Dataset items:
----------------

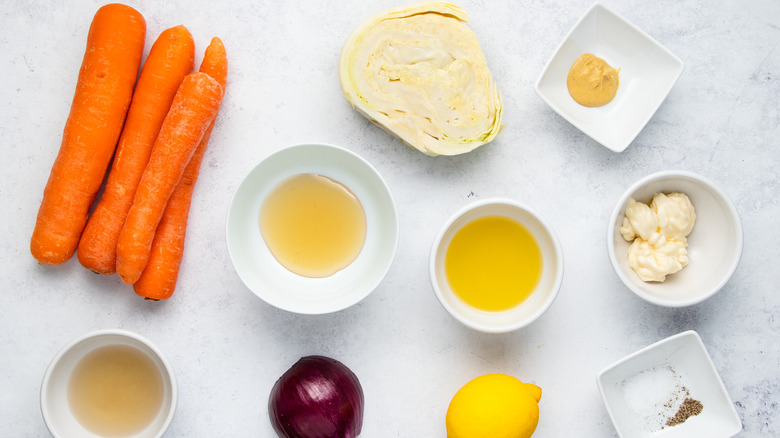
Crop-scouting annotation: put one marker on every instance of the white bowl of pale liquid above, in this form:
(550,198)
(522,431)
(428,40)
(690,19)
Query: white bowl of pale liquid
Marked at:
(56,407)
(270,280)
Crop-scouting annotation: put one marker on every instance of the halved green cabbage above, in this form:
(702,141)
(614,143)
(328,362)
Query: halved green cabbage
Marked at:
(419,72)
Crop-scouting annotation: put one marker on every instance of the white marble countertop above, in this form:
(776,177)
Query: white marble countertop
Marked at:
(228,347)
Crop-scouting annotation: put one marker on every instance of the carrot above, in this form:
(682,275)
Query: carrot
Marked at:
(169,60)
(158,280)
(104,88)
(194,107)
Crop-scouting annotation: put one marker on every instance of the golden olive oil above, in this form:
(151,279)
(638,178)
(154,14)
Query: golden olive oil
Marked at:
(115,391)
(313,225)
(493,263)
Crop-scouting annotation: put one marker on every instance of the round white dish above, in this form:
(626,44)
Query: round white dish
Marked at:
(540,299)
(271,281)
(714,245)
(56,411)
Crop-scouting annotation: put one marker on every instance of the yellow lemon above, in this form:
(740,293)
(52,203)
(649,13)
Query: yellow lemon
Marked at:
(494,406)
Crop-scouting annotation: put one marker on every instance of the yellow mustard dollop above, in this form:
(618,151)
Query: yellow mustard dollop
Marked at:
(592,82)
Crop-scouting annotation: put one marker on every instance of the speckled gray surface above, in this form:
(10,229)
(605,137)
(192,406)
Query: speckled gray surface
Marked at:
(228,347)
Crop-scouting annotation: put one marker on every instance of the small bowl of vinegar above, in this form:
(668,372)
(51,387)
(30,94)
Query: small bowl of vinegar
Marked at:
(496,265)
(108,383)
(312,229)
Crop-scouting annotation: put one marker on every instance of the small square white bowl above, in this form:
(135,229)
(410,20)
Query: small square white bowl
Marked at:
(648,71)
(684,355)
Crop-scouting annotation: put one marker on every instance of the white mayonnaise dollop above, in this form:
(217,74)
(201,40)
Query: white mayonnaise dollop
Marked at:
(659,232)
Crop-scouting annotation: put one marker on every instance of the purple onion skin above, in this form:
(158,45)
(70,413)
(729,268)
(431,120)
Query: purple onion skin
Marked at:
(318,397)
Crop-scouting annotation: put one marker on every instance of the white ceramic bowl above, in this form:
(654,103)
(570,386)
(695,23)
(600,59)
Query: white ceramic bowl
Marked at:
(54,402)
(714,245)
(540,299)
(648,71)
(271,281)
(635,388)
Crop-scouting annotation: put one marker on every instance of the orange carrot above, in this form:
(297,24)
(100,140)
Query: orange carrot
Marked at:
(169,60)
(104,88)
(158,280)
(192,111)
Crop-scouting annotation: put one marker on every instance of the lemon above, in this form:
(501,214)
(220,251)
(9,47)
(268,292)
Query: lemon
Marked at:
(494,406)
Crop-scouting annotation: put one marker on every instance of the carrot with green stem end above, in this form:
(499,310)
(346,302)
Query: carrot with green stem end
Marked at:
(192,111)
(104,88)
(169,61)
(158,280)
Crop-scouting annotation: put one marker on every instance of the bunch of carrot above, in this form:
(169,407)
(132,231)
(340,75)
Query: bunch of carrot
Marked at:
(156,129)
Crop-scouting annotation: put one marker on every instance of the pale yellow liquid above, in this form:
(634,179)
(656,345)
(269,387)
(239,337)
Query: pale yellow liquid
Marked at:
(313,225)
(493,263)
(115,391)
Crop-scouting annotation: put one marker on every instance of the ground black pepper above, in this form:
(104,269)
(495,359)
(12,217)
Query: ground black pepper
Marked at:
(688,409)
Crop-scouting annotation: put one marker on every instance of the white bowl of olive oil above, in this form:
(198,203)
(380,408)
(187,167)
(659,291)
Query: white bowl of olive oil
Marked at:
(108,383)
(312,229)
(496,266)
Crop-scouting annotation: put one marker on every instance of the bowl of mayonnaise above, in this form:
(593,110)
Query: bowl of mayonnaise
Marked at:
(674,238)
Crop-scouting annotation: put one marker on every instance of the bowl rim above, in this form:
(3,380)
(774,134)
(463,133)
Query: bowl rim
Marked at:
(688,336)
(394,219)
(55,362)
(557,252)
(624,144)
(617,210)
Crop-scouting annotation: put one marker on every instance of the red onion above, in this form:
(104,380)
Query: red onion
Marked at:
(318,397)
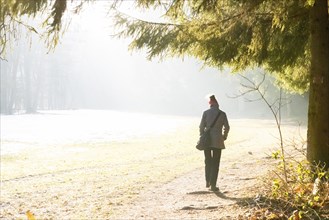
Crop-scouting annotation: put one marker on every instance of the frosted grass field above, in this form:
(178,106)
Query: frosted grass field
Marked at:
(48,128)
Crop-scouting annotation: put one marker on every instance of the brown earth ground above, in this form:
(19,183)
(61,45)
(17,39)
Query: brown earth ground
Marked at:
(155,177)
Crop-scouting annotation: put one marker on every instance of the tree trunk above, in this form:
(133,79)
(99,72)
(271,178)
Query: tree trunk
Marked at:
(318,120)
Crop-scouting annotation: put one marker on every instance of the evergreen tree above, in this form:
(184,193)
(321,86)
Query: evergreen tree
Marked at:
(288,38)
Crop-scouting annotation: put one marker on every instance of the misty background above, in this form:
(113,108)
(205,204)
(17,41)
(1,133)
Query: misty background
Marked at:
(90,69)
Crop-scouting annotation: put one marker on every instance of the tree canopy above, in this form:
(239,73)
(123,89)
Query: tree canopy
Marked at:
(240,34)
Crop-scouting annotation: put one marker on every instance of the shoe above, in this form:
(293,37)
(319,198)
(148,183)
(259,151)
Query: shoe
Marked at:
(214,189)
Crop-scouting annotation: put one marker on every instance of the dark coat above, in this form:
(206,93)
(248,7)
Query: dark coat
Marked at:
(219,131)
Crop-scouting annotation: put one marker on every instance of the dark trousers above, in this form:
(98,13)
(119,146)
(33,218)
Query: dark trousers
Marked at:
(212,159)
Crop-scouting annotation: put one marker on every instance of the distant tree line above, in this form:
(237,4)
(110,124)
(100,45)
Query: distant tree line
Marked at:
(31,81)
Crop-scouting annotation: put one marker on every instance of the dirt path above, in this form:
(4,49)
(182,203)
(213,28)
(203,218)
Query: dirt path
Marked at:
(186,197)
(149,178)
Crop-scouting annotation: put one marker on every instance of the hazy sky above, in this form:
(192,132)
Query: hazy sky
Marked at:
(128,80)
(102,73)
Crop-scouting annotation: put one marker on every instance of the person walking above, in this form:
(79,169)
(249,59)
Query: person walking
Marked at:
(218,134)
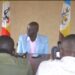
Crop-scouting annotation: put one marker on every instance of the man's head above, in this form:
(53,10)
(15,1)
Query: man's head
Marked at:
(68,46)
(32,30)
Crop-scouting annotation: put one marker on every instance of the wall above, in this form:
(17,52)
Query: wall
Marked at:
(46,13)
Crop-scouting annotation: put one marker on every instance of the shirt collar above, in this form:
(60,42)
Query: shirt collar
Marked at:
(28,38)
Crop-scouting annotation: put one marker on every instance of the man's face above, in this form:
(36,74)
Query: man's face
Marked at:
(31,31)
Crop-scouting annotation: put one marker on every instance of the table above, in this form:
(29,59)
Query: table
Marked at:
(36,61)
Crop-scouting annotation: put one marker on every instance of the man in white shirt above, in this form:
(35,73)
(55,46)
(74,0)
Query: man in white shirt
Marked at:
(65,66)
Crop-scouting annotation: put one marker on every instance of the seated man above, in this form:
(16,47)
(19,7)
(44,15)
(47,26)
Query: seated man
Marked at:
(64,66)
(32,42)
(10,65)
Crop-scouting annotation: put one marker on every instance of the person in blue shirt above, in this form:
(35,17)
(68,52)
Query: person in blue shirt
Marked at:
(32,42)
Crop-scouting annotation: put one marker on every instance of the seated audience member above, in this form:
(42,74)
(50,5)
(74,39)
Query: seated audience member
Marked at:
(10,65)
(65,66)
(55,54)
(32,42)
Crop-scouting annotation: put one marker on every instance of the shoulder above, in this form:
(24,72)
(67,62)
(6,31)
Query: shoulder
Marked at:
(42,36)
(23,37)
(46,63)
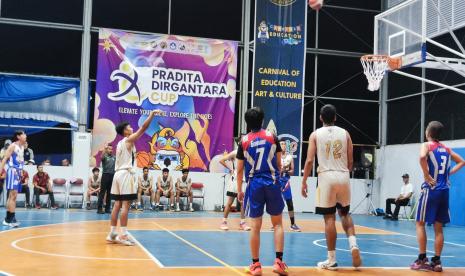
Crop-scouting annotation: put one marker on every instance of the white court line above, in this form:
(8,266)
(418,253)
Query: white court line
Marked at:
(15,245)
(147,252)
(316,242)
(408,246)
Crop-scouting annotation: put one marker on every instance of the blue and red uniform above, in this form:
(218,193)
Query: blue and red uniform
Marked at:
(258,150)
(433,204)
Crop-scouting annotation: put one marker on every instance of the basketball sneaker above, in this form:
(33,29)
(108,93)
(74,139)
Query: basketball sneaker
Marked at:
(254,269)
(423,265)
(224,226)
(244,227)
(10,224)
(125,240)
(356,259)
(436,266)
(295,228)
(280,267)
(327,265)
(111,238)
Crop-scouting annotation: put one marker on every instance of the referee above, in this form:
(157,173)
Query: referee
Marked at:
(108,171)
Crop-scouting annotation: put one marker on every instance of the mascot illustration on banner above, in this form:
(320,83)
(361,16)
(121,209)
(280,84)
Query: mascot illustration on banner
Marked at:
(172,150)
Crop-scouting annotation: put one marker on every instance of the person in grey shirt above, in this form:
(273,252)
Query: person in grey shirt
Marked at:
(108,171)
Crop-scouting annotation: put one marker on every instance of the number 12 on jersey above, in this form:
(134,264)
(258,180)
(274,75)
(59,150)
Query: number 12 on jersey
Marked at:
(336,147)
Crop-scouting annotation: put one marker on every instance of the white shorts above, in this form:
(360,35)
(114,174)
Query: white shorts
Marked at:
(124,186)
(333,192)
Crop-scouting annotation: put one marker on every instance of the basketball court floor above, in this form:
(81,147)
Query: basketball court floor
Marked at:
(72,242)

----------------

Write out exactly the lines above between the line with "the small bowl" and the line with "Query: white ceramic bowl", inclusive, and nothing beyond them.

• [Answer box]
Crop-scouting annotation: put one marker on every instance of the small bowl of vinegar above, in this form:
(668,372)
(51,387)
(30,94)
Query: small bowl of vinegar
Marked at:
(496,265)
(108,383)
(312,229)
Crop-scouting annotation: put one marker on every instance of the small square white bowl above, in this form:
(135,229)
(410,20)
Query: small square white bowl
Marked at:
(648,71)
(684,355)
Crop-scouting annotation: put one marker on every instance of the white mayonnaise dollop above, in this form:
(217,74)
(201,40)
Query: white mayonnaise dollop
Marked at:
(659,232)
Crop-scouting annotation: put one marker on every instance of the purple onion skin above, in this form:
(158,45)
(70,413)
(729,268)
(431,120)
Query: purple onion skin
Marked at:
(318,397)
Crop-scouting annotation: put one marker on every instance of the white ceramic bowl above, in this form:
(654,103)
(570,386)
(695,23)
(600,59)
Query: white ceramic bowl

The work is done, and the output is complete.